- **TASK INPUTS**
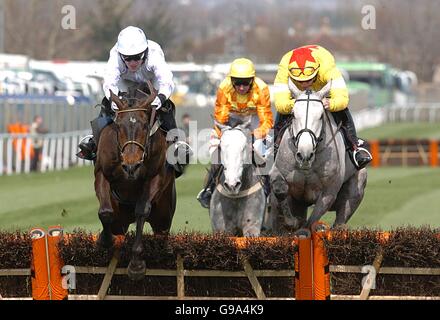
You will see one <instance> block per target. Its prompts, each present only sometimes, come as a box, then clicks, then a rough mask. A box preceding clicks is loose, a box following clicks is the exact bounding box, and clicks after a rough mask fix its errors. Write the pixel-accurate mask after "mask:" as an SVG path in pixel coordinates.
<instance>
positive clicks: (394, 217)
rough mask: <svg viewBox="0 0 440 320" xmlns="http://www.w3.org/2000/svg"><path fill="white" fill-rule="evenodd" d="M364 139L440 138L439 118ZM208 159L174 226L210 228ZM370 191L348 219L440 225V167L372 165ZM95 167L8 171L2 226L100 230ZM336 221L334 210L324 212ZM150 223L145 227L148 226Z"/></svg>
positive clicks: (186, 195)
mask: <svg viewBox="0 0 440 320" xmlns="http://www.w3.org/2000/svg"><path fill="white" fill-rule="evenodd" d="M360 136H361V137H362V138H365V139H374V138H381V137H383V136H386V137H388V138H437V139H439V138H440V128H439V127H438V125H436V124H428V123H423V124H421V123H415V124H388V125H384V126H381V127H377V128H371V129H368V130H365V131H363V132H361V133H360ZM205 167H206V166H204V165H190V166H189V168H188V171H187V173H186V174H185V175H184V176H183V177H182V178H179V179H178V180H177V195H178V196H177V210H176V214H175V218H174V221H173V225H172V232H178V231H192V230H195V231H201V232H210V231H211V227H210V221H209V214H208V211H207V210H206V209H203V208H202V207H201V206H200V205H199V203H198V202H197V200H196V195H197V193H198V191H199V190H200V189H201V187H202V183H203V179H204V176H205V169H204V168H205ZM368 172H369V177H368V183H367V188H366V194H365V197H364V200H363V202H362V203H361V206H360V207H359V209H358V210H357V212H356V213H355V214H354V216H353V218H352V219H351V220H350V221H349V225H350V226H352V227H380V228H384V229H389V228H393V227H397V226H403V225H414V226H420V225H426V224H429V225H431V226H432V227H439V226H440V215H439V207H440V185H439V173H440V171H439V168H428V167H384V168H377V169H375V168H371V167H370V168H369V169H368ZM93 179H94V178H93V167H92V166H87V167H79V168H73V169H70V170H67V171H55V172H49V173H45V174H41V173H32V174H21V175H14V176H4V177H3V178H2V183H1V184H0V203H1V204H2V205H1V207H0V229H4V230H10V231H12V230H16V229H20V230H23V231H27V230H29V228H31V227H47V226H50V225H55V224H61V225H62V226H63V227H64V228H65V229H66V230H68V231H72V230H73V229H75V228H83V229H87V230H90V231H99V230H100V229H101V224H100V221H99V219H98V215H97V210H98V201H97V199H96V197H95V192H94V189H93ZM324 220H325V221H327V222H333V220H334V213H328V214H327V215H325V218H324ZM148 228H149V227H147V230H149V229H148Z"/></svg>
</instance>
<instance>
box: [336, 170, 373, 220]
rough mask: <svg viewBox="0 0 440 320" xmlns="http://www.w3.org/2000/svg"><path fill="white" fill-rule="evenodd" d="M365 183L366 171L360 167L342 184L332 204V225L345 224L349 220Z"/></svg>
mask: <svg viewBox="0 0 440 320" xmlns="http://www.w3.org/2000/svg"><path fill="white" fill-rule="evenodd" d="M366 183H367V171H366V169H362V170H359V171H358V172H356V174H355V175H353V177H351V178H350V179H349V180H348V181H346V182H345V183H344V184H343V186H342V188H341V190H340V191H339V193H338V197H337V199H336V201H335V204H334V209H335V210H336V220H335V222H334V224H333V227H336V226H338V225H343V224H346V223H347V222H348V220H350V218H351V217H352V216H353V214H354V212H355V211H356V209H357V208H358V207H359V205H360V203H361V201H362V199H363V197H364V190H365V185H366Z"/></svg>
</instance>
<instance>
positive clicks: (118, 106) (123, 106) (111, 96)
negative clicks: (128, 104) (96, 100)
mask: <svg viewBox="0 0 440 320" xmlns="http://www.w3.org/2000/svg"><path fill="white" fill-rule="evenodd" d="M110 102H114V103H116V105H117V107H118V108H119V110H123V109H124V108H125V104H124V103H123V102H122V101H121V99H119V97H118V96H117V95H115V94H114V93H113V91H112V90H111V89H110Z"/></svg>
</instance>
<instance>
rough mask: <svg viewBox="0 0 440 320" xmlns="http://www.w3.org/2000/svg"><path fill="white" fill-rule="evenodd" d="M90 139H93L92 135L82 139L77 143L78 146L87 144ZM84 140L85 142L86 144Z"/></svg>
mask: <svg viewBox="0 0 440 320" xmlns="http://www.w3.org/2000/svg"><path fill="white" fill-rule="evenodd" d="M90 139H93V134H88V135H86V136H85V137H84V138H82V139H81V140H80V141H79V143H78V145H81V144H82V143H87V142H89V140H90ZM86 140H87V142H86Z"/></svg>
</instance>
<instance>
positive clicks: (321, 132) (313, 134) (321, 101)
mask: <svg viewBox="0 0 440 320" xmlns="http://www.w3.org/2000/svg"><path fill="white" fill-rule="evenodd" d="M306 94H307V99H296V100H295V103H296V102H298V101H306V102H307V109H306V127H305V128H304V129H301V130H300V131H299V132H298V134H297V135H296V136H295V134H294V133H293V130H292V126H290V130H289V131H290V135H291V136H292V139H293V145H294V146H295V148H298V143H299V138H300V137H301V135H302V134H303V133H308V134H310V136H311V137H312V144H313V151H315V150H316V147H317V145H318V143H319V142H320V141H322V139H323V137H322V133H323V131H324V130H321V134H320V136H319V138H317V137H316V134H315V133H314V132H313V131H312V130H310V129H309V128H307V122H308V118H309V103H310V101H314V102H319V103H320V104H321V105H322V107H323V108H324V104H323V103H322V100H319V99H310V94H311V91H310V90H307V91H306ZM323 122H324V119H323Z"/></svg>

- **WHAT THIS TASK INVOLVES**
The records must be restated word for word, apart from any images.

- **ANSWER TO THIS PROBLEM**
You will see one <instance> block per target. Its prompts, each present only sometimes, come as a box, then clicks, then a rough mask. A box preceding clicks is loose, a box following clicks is the exact bounding box, and clicks after a rough mask fix its errors. Write the pixel-accurate mask after "mask:" as an SVG path in pixel coordinates.
<instance>
positive clicks: (394, 217)
rough mask: <svg viewBox="0 0 440 320" xmlns="http://www.w3.org/2000/svg"><path fill="white" fill-rule="evenodd" d="M364 139L440 138L439 118ZM208 159L174 226L210 228ZM370 191L348 219L440 225V167L372 165ZM95 167L8 171L2 226L100 230ZM336 221L334 210L324 212ZM150 223L145 227L148 226Z"/></svg>
positive clicks: (186, 195)
mask: <svg viewBox="0 0 440 320" xmlns="http://www.w3.org/2000/svg"><path fill="white" fill-rule="evenodd" d="M360 136H361V137H362V138H365V139H374V138H381V137H383V136H386V137H388V138H437V139H439V138H440V128H439V127H438V125H436V124H428V123H423V124H421V123H415V124H388V125H384V126H381V127H377V128H371V129H368V130H365V131H363V132H361V133H360ZM205 167H206V166H204V165H190V166H189V168H188V171H187V173H186V174H185V175H184V176H183V177H182V178H179V179H178V180H177V195H178V196H177V210H176V214H175V218H174V221H173V225H172V232H178V231H192V230H195V231H201V232H210V231H211V227H210V221H209V214H208V211H207V210H206V209H203V208H202V207H201V206H200V205H199V203H198V202H197V200H196V195H197V193H198V191H199V190H200V189H201V187H202V183H203V179H204V176H205V169H204V168H205ZM368 172H369V177H368V183H367V188H366V194H365V197H364V200H363V202H362V203H361V206H360V207H359V209H358V210H357V212H356V213H355V214H354V216H353V218H352V219H351V220H350V221H349V225H350V226H352V227H380V228H384V229H389V228H393V227H397V226H403V225H414V226H420V225H426V224H429V225H431V226H432V227H439V226H440V215H439V207H440V185H439V173H440V171H439V168H428V167H384V168H377V169H375V168H371V167H370V168H369V169H368ZM93 179H94V178H93V167H92V166H87V167H79V168H73V169H70V170H67V171H55V172H49V173H45V174H41V173H32V174H21V175H14V176H4V177H3V178H2V183H1V184H0V203H1V204H2V205H1V207H0V229H4V230H10V231H12V230H16V229H20V230H23V231H27V230H29V228H31V227H47V226H50V225H55V224H61V225H62V226H63V227H64V228H65V229H66V230H68V231H72V230H73V229H75V228H83V229H87V230H90V231H99V230H100V229H101V224H100V221H99V219H98V215H97V210H98V201H97V199H96V197H95V192H94V189H93ZM324 220H325V221H327V222H333V220H334V213H328V214H327V215H325V218H324ZM148 228H149V227H147V230H149V229H148Z"/></svg>
</instance>
<instance>
box: [336, 170, 373, 220]
rough mask: <svg viewBox="0 0 440 320" xmlns="http://www.w3.org/2000/svg"><path fill="white" fill-rule="evenodd" d="M365 183L366 171L360 167L342 184L332 204V225L345 224L349 220Z"/></svg>
mask: <svg viewBox="0 0 440 320" xmlns="http://www.w3.org/2000/svg"><path fill="white" fill-rule="evenodd" d="M366 183H367V171H366V169H362V170H359V171H358V172H356V174H355V175H353V177H351V178H350V179H349V180H348V181H346V182H345V183H344V184H343V186H342V188H341V190H340V191H339V193H338V197H337V199H336V201H335V204H334V209H335V210H336V220H335V222H334V224H333V227H336V226H338V225H343V224H346V223H347V222H348V220H350V218H351V217H352V216H353V214H354V212H355V211H356V209H357V208H358V207H359V205H360V203H361V201H362V199H363V197H364V190H365V185H366Z"/></svg>
</instance>
<instance>
positive clicks: (118, 106) (123, 106) (111, 96)
negative clicks: (128, 104) (96, 100)
mask: <svg viewBox="0 0 440 320" xmlns="http://www.w3.org/2000/svg"><path fill="white" fill-rule="evenodd" d="M110 102H114V103H116V105H117V107H118V108H119V110H123V109H124V108H125V104H124V103H123V102H122V101H121V99H119V97H118V96H117V95H115V94H114V93H113V91H112V90H111V89H110Z"/></svg>
</instance>
<instance>
rough mask: <svg viewBox="0 0 440 320" xmlns="http://www.w3.org/2000/svg"><path fill="white" fill-rule="evenodd" d="M90 139H93L92 135L82 139L77 143L78 146L87 144ZM84 140L85 142L86 144Z"/></svg>
mask: <svg viewBox="0 0 440 320" xmlns="http://www.w3.org/2000/svg"><path fill="white" fill-rule="evenodd" d="M90 139H93V134H88V135H86V136H85V137H84V138H82V139H81V140H80V141H79V143H78V145H81V144H82V143H87V142H89V140H90ZM86 140H87V142H86Z"/></svg>
</instance>
<instance>
positive clicks: (321, 132) (313, 134) (321, 101)
mask: <svg viewBox="0 0 440 320" xmlns="http://www.w3.org/2000/svg"><path fill="white" fill-rule="evenodd" d="M306 94H307V99H296V100H295V103H296V102H298V101H306V102H307V109H306V127H305V128H304V129H301V130H300V131H299V132H298V134H297V135H296V136H295V134H294V133H293V130H292V126H290V130H289V131H290V135H291V136H292V139H293V145H294V146H295V148H298V143H299V138H300V137H301V135H302V134H303V133H308V134H310V136H311V137H312V144H313V151H315V150H316V147H317V145H318V143H319V142H320V141H322V139H323V137H322V133H323V131H324V130H321V134H320V136H319V138H317V137H316V134H315V133H314V132H313V131H312V130H310V129H309V128H307V122H308V118H309V103H310V101H314V102H319V103H320V104H321V105H322V107H323V108H324V104H323V103H322V100H319V99H310V94H311V91H310V90H307V91H306ZM323 122H324V119H323Z"/></svg>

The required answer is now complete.